##### EXTRACTED TEXT #####
DisplayRunSummary(solverString, hObjFun, vX, runTime, oCvxPrb.status)

dSolverData[solverString] = {'vX': vX, 'objVal': hObjFun(vX)}


### Sub Gradient Solver

This section implements the Sub Gradient Solver.

In [12]:
# Gradient Function

#===========================Fill This===========================#
# 1. Implement the gradient function of (1/2) * || x - y ||_2^2 + λ * || D x ||_1. 
#    Given a vector `vX` it returns the gradient at `vX`.
# 2. The implementation should be using a Lambda Function.
# !! You may pre calculate terms for efficient code.

hGradFun = ???
#===============================================================#

In [13]:
# Sub Gradient Solution
# The Total Variation Denoising model.
# Solved using Sub Gradient Method.

hMuK = lambda kk: μ #<! Try using the 1/L 
# hMuK = lambda kk: 1 / math.sqrt(kk) #<! Classic Sub Gradient

startTime = time.time()

solverString = 'Sub Gradient'

mX = SubGradient(mX, hGradFun, hMuK = hMuK)

runTime = time.time() - startTime



In [None]:
# Storing Results

vX = np.copy(mX[-1])

DisplayRunSummary(solverString, hObjFun, vX, runTime)

dSolverData[solverString] = {'vX': vX, 'objVal': hObjFun(vX), 'mX': np.copy(mX)}


### Accelerated Sub Gradient Solver

This section implements the Sub Gradient Solver.
##### SUPPLIED RECORDS #####
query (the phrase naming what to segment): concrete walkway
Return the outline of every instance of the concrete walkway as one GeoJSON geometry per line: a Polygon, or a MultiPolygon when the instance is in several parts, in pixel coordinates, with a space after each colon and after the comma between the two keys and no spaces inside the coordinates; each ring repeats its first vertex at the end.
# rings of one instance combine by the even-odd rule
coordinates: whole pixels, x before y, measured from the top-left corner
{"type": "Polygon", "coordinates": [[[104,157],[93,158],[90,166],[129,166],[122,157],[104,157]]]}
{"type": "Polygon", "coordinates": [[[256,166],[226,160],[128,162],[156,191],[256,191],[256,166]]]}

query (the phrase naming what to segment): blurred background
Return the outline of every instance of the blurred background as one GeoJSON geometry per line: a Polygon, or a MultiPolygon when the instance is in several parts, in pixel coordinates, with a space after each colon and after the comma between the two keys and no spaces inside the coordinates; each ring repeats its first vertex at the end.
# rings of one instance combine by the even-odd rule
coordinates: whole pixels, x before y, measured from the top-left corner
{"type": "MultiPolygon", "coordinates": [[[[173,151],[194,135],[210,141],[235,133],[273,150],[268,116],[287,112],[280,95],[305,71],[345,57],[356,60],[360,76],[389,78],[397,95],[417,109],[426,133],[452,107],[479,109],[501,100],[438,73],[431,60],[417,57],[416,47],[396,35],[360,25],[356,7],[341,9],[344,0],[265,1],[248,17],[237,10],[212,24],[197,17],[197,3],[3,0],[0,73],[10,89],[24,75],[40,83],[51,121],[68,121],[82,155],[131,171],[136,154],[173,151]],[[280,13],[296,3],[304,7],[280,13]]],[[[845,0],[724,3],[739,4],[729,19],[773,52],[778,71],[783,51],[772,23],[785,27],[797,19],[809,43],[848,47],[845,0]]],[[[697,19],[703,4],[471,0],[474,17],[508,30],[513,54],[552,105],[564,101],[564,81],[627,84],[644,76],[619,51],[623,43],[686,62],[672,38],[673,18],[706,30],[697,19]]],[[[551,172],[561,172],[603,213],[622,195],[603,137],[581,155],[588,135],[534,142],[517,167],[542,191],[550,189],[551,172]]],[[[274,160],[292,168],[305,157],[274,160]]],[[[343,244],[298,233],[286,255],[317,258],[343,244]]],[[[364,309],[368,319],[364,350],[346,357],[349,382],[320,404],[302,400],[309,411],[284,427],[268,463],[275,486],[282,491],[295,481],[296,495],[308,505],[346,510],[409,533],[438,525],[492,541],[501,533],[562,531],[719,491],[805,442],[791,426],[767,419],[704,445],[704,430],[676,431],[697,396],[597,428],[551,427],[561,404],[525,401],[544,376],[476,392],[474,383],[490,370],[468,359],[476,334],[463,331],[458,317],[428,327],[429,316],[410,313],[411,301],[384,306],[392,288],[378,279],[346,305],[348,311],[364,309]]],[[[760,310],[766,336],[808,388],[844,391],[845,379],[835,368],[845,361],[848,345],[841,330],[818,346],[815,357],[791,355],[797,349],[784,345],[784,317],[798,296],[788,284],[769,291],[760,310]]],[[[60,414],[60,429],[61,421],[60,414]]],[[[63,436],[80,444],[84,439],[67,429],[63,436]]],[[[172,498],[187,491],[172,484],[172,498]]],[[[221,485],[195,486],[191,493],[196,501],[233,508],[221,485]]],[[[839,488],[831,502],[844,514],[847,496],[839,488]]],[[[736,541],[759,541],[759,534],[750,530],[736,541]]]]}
#####
[EXERCISE TASK] Rewrite the notebook excerpt from "### Sub Gradient" to "for efficient code.", with "Lambda Expression" in place of "Lambda Function". Work only from the notebook excerpt; the items do not come into it.

[THE OUTPUT]
### Sub Gradient Solver

This section implements the Sub Gradient Solver.

In [12]:
# Gradient Function

#===========================Fill This===========================#
# 1. Implement the gradient function of (1/2) * || x - y ||_2^2 + λ * || D x ||_1. 
#    Given a vector `vX` it returns the gradient at `vX`.
# 2. The implementation should be using a Lambda Expression.
# !! You may pre calculate terms for efficient code.